Unicode::Normalize - Unicode Normalization Forms

=head1 SYNOPSIS

(1) using function names exported by default:

  use Unicode::Normalize;

  $NFD_string  = NFD($string);  # Normalization Form D
  $NFC_string  = NFC($string);  # Normalization Form C
  $NFKD_string = NFKD($string); # Normalization Form KD
  $NFKC_string = NFKC($string); # Normalization Form KC

(2) using function names exported on request:

  use Unicode::Normalize 'normalize';

  $NFD_string  = normalize('D',  $string);  # Normalization Form D
  $NFC_string  = normalize('C',  $string);  # Normalization Form C
  $NFKD_string = normalize('KD', $string);  # Normalization Form KD
  $NFKC_string = normalize('KC', $string);  # Normalization Form KC

=head1 DESCRIPTION

Parameters:

C<$string> is used as a string under character semantics
(see F<perlunicode>).

C<$codepoint> should be an unsigned integer
representing a Unicode code point.

Note: Between XSUB and pure Perl, there is an incompatibility
about the interpretation of C<$codepoint> as a decimal number.
XSUB converts C<$codepoint> to an unsigned integer, but pure Perl does not.
Do not use a floating point nor a negative sign in C<$codepoint>.

=head2 Normalization Forms

=over 4

=item C<$NFD_string = NFD($string)>

returns the Normalization Form D (formed by canonical decomposition).

=item C<$NFC_string = NFC($string)>

returns the Normalization Form C (formed by canonical decomposition
followed by canonical composition).

=item C<$NFKD_string = NFKD($string)>

returns the Normalization Form KD (formed by compatibility decomposition).

=item C<$NFKC_string = NFKC($string)>

returns the Normalization Form KC (formed by compatibility decomposition
followed by B<canonical> composition).

=item C<$FCD_string = FCD($string)>

If the given string is in FCD ("Fast C or D" form; cf. UTN #5),
returns it without modification; otherwise returns an FCD string.

Note: FCD is not always unique, then plural forms may be equivalent
each other. C<FCD()> will return one of these equivalent forms.

-- TASKS TO PERFORM --
a – According to the Unicode::Normalize documentation, how do XSUB and pure Perl differ in handling $codepoint?
b – Pick up the Unicode::Normalize documentation right after its final sentence and write the next part.

-- SUPPLIED DATA --
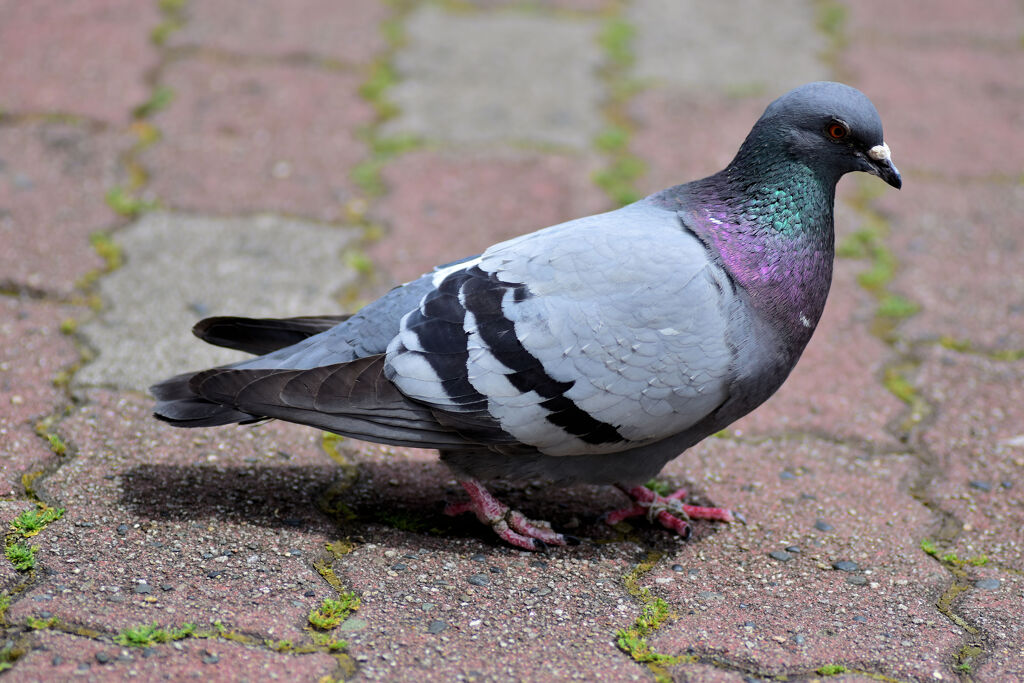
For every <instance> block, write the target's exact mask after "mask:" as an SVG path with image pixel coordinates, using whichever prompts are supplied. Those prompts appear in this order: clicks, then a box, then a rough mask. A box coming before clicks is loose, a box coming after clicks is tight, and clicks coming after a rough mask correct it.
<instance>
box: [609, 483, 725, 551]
mask: <svg viewBox="0 0 1024 683" xmlns="http://www.w3.org/2000/svg"><path fill="white" fill-rule="evenodd" d="M621 488H622V490H623V493H624V494H626V495H627V496H629V497H630V498H632V499H633V505H632V506H630V507H628V508H624V509H622V510H614V511H612V512H609V513H608V514H607V515H606V516H605V521H606V522H607V523H609V524H617V523H618V522H621V521H622V520H624V519H628V518H630V517H639V516H640V515H647V517H648V519H650V520H651V521H654V520H655V519H656V520H657V521H658V522H660V523H662V525H663V526H665V527H666V528H670V529H672V530H674V531H675V532H676V533H678V535H680V536H681V537H683V538H684V539H685V538H689V536H690V525H689V524H687V523H686V520H687V519H714V520H717V521H724V522H731V521H732V520H733V519H739V520H740V521H742V518H741V517H739V516H738V515H734V514H733V513H732V512H731V511H730V510H727V509H725V508H702V507H699V506H696V505H685V504H683V503H682V502H681V501H682V500H683V499H684V498H686V492H685V490H684V489H682V488H680V489H679V490H677V492H674V493H672V494H669V495H668V496H658V495H657V494H655V493H654V492H652V490H651V489H650V488H647V487H646V486H633V487H632V488H626V487H623V486H621Z"/></svg>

-- SET OF ANSWERS --
a – XSUB converts $codepoint to an unsigned integer, but pure Perl does not.

b –
=item C<$FCC_string = FCC($string)>

returns the FCC form ("Fast C Contiguous"; cf. UTN #5).

Note: FCC is unique, as well as four normalization forms (NF*).

=item C<$normalized_string = normalize($form_name, $string)>

As C<$form_name>, one of the following names must be given.

  'C'  or 'NFC'  for Normalization Form C  (UAX #15)
  'D'  or 'NFD'  for Normalization Form D  (UAX #15)
  'KC' or 'NFKC' for Normalization Form KC (UAX #15)
  'KD' or 'NFKD' for Normalization Form KD (UAX #15)

  'FCD'          for "Fast C or D" Form  (UTN #5)
  'FCC'          for "Fast C Contiguous" (UTN #5)

=back

=head2 Decomposition and Composition

=over 4

=item C<$decomposed_string = decompose($string)>

=item C<$decomposed_string = decompose($string, $useCompatMapping)>

Decomposes the specified string and returns the result.

If the second parameter (a boolean) is omitted or false, decomposes it
using the Canonical Decomposition Mapping.
If true, decomposes it using the Compatibility Decomposition Mapping.

The string returned is not always in NFD/NFKD.
Reordering may be required.

    $NFD_string  = reorder(decompose($string));       # eq. to NFD()
    $NFKD_string = reorder(decompose($string, TRUE)); # eq. to NFKD()

=item C<$reordered_string  = reorder($string)>

Reorders the combining characters and the like in the canonical ordering
and returns the result.

E.g., when you have a list of NFD/NFKD strings,
you can get the concatenated NFD/NFKD string from them, saying

    $concat_NFD  = reorder(join '', @NFD_strings);
    $concat_NFKD = reorder(join '', @NFKD_strings);

=item C<$composed_string   = compose($string)>

Returns the string where composable pairs are composed.

E.g., when you have a NFD/NFKD string,
you can get its NFC/NFKC string, saying

    $NFC_string  = compose($NFD_string);
    $NFKC_string = compose($NFKD_string);

=back

=head2 Quick Check

(see Annex 8, UAX #15; and F<DerivedNormalizationProps.txt>)

The following functions check whether the string is in that normalization form.

The result returned will be:

    YES     The string is in that normalization form.
    NO      The string is not in that normalization form.
    MAYBE   Dubious. Maybe yes, maybe no.

=over 4

=item C<$result = checkNFD($string)>

returns true (C<1>) if C<YES>; false (C<empty string>) if C<NO>.

=item C<$result = checkNFC($string)>

returns true (C<1>) if C<YES>; false (C<empty string>) if C<NO>;
C<undef> if C<MAYBE>.

=item C<$result = checkNFKD($string)>

returns true (C<1>) if C<YES>; false (C<empty string>) if C<NO>.

=item C<$result = checkNFKC($string)>

returns true (C<1>) if C<YES>; false (C<empty string>) if C<NO>;
C<undef> if C<MAYBE>.

=item C<$result = checkFCD($string)>

returns true (C<1>) if C<YES>; false (C<empty string>) if C<NO>.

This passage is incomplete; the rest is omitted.